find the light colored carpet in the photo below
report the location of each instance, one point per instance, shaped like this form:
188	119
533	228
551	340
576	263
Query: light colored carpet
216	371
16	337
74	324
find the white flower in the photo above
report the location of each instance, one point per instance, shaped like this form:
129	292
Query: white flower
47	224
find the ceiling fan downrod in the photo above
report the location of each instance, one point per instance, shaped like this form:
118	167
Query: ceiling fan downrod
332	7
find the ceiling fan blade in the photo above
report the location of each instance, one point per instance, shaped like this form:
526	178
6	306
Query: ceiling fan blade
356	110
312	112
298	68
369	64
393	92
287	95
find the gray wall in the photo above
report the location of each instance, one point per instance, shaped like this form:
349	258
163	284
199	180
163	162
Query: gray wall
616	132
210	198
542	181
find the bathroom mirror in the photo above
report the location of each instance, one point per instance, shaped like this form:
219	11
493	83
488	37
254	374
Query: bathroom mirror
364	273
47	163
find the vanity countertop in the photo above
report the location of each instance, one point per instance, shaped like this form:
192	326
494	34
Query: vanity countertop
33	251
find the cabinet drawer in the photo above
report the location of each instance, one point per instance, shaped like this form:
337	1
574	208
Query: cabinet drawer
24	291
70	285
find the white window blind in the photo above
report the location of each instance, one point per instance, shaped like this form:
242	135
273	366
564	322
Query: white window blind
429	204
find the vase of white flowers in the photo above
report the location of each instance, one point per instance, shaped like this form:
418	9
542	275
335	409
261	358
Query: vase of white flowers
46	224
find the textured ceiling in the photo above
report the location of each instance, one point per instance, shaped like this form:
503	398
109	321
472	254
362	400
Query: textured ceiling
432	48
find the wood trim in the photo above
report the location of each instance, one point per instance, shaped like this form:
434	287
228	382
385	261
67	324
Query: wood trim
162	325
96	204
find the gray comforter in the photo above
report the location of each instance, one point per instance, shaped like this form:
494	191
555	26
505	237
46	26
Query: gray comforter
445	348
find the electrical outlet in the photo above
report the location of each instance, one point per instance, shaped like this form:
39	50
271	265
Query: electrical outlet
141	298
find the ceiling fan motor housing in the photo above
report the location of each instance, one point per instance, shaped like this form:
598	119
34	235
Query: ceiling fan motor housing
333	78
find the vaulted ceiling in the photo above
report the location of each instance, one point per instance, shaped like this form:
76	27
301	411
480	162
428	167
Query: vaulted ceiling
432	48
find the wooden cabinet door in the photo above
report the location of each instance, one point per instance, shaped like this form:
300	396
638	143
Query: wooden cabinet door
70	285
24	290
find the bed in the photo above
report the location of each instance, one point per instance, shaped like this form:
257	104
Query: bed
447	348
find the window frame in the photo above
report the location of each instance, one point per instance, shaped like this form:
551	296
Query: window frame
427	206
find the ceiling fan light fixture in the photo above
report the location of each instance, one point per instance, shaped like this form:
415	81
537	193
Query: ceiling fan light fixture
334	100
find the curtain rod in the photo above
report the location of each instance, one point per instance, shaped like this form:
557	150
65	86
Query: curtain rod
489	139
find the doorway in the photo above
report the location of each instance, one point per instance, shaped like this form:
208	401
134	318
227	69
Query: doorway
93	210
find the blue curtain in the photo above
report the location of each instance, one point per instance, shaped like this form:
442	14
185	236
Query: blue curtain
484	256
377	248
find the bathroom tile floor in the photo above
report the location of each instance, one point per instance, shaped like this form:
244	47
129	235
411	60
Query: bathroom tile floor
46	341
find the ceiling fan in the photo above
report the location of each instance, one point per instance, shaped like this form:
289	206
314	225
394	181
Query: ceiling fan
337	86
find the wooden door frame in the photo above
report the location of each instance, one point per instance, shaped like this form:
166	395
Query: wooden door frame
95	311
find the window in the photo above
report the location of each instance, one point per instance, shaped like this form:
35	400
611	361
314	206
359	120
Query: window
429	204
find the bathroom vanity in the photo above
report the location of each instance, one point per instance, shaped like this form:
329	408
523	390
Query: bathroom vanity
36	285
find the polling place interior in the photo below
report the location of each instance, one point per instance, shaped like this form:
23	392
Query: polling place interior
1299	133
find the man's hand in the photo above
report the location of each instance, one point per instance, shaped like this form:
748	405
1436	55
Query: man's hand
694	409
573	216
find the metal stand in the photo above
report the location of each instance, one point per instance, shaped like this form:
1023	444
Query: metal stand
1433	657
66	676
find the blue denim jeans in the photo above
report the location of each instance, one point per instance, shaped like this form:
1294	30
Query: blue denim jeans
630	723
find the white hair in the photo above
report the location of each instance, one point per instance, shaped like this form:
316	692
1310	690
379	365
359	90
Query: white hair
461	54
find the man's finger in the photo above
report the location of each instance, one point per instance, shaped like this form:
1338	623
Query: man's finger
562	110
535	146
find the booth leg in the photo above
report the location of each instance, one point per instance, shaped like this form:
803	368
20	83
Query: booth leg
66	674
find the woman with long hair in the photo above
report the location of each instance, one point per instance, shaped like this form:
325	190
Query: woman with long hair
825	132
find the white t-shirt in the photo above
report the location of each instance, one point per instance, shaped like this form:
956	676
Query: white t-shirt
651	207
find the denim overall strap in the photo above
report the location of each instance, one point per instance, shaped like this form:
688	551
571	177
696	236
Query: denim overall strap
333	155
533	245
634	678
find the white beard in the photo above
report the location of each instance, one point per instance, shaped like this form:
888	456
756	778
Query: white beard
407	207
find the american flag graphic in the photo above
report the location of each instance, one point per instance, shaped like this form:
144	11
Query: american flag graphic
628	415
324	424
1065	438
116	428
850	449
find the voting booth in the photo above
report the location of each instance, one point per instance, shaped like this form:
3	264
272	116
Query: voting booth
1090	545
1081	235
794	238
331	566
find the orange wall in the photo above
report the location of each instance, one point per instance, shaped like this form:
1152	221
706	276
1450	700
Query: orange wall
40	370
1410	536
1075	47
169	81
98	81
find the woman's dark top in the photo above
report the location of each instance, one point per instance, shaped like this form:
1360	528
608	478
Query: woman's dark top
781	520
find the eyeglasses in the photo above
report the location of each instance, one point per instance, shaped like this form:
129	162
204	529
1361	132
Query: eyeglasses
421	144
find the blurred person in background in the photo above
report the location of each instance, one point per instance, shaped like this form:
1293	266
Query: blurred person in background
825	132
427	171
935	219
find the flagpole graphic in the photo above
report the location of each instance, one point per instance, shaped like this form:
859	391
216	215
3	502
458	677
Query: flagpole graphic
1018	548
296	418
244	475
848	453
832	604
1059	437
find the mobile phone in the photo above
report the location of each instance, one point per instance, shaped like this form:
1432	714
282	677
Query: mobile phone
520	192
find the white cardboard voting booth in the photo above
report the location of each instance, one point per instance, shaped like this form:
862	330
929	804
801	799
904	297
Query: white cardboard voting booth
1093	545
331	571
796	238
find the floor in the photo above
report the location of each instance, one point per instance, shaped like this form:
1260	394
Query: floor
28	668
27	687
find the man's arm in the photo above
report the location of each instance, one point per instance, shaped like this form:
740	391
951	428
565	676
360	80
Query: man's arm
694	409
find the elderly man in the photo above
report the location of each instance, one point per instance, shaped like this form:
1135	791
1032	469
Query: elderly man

## What is required:
A single number is required: the count of lines in the data that contain the string "elderly".

## Completed task:
2